→ Activity:
Nothing should differ between your answer and the records.

→ Supplied records:
────────────────

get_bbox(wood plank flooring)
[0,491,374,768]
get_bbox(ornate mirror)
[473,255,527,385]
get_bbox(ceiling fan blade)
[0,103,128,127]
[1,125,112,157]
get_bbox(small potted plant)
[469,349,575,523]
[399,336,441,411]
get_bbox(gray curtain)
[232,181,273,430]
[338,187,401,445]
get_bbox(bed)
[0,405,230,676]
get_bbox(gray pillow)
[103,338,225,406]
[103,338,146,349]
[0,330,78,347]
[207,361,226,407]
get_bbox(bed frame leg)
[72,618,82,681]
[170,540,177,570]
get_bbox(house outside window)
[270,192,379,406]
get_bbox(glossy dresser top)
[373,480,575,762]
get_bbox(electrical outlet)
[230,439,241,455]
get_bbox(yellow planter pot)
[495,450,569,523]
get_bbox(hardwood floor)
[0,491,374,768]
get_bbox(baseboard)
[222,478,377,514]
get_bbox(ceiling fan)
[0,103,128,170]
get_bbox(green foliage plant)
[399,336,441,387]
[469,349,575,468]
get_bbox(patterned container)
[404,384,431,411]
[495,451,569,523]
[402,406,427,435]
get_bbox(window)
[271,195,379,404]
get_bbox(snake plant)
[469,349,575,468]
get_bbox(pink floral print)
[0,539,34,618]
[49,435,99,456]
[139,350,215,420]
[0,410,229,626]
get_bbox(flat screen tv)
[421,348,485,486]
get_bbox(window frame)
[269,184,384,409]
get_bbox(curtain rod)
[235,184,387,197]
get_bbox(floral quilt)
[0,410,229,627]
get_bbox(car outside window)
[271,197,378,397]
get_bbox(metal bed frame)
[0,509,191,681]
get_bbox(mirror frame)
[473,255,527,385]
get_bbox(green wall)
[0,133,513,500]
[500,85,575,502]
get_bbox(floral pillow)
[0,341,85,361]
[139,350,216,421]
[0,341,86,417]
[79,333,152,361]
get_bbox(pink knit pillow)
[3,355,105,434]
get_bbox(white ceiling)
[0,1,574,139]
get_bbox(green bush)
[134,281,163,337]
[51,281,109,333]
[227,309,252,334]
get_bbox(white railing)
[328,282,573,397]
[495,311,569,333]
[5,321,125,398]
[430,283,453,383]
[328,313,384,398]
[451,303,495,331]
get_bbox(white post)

────────────────

→ Problem solution:
get_bbox(wood plank flooring)
[0,491,374,768]
get_bbox(ornate mirror)
[473,255,527,385]
get_bbox(ceiling fan blade)
[0,103,128,127]
[1,125,112,157]
get_bbox(small potted plant)
[469,349,575,523]
[399,336,441,411]
get_bbox(gray curtain)
[232,181,273,430]
[338,187,401,445]
get_bbox(bed)
[0,405,230,676]
get_bbox(gray pillow)
[103,338,225,406]
[103,338,146,349]
[0,330,78,347]
[207,361,226,407]
get_bbox(bed frame leg)
[72,618,82,681]
[170,540,177,570]
get_bbox(house outside window)
[270,192,379,406]
get_bbox(glossy dresser top)
[373,480,575,762]
get_bbox(electrical outlet)
[230,439,241,455]
get_bbox(yellow planter pot)
[495,450,569,523]
get_bbox(hardwood floor)
[0,491,374,768]
get_bbox(baseboard)
[222,478,377,514]
get_bbox(ceiling fan)
[0,103,128,170]
get_bbox(green foliage plant)
[399,336,441,387]
[469,349,575,468]
get_bbox(patterned container)
[404,384,431,411]
[495,451,569,523]
[402,406,427,435]
get_bbox(window)
[271,195,379,404]
get_bbox(snake plant)
[469,349,575,468]
get_bbox(pink floral print)
[0,539,34,618]
[49,435,99,456]
[139,350,215,420]
[0,410,229,626]
get_bbox(flat screen tv)
[421,348,485,486]
get_bbox(window frame)
[269,184,384,409]
get_bbox(curtain rod)
[235,184,387,197]
get_bbox(floral quilt)
[0,410,229,627]
get_bbox(car outside window)
[271,197,378,397]
get_bbox(metal bed frame)
[0,509,191,681]
get_bbox(mirror frame)
[473,255,527,385]
get_bbox(green wall)
[0,133,513,500]
[500,85,575,502]
get_bbox(floral pillow)
[0,341,85,361]
[139,350,216,421]
[0,341,86,417]
[79,333,152,361]
get_bbox(pink knit pillow)
[3,355,105,434]
get_bbox(white ceiling)
[0,1,574,139]
get_bbox(green bush)
[134,281,163,337]
[51,281,109,333]
[227,309,252,334]
get_bbox(white railing)
[328,282,573,397]
[495,311,569,333]
[5,321,125,398]
[430,283,453,383]
[328,313,384,398]
[451,303,495,331]
get_bbox(white post)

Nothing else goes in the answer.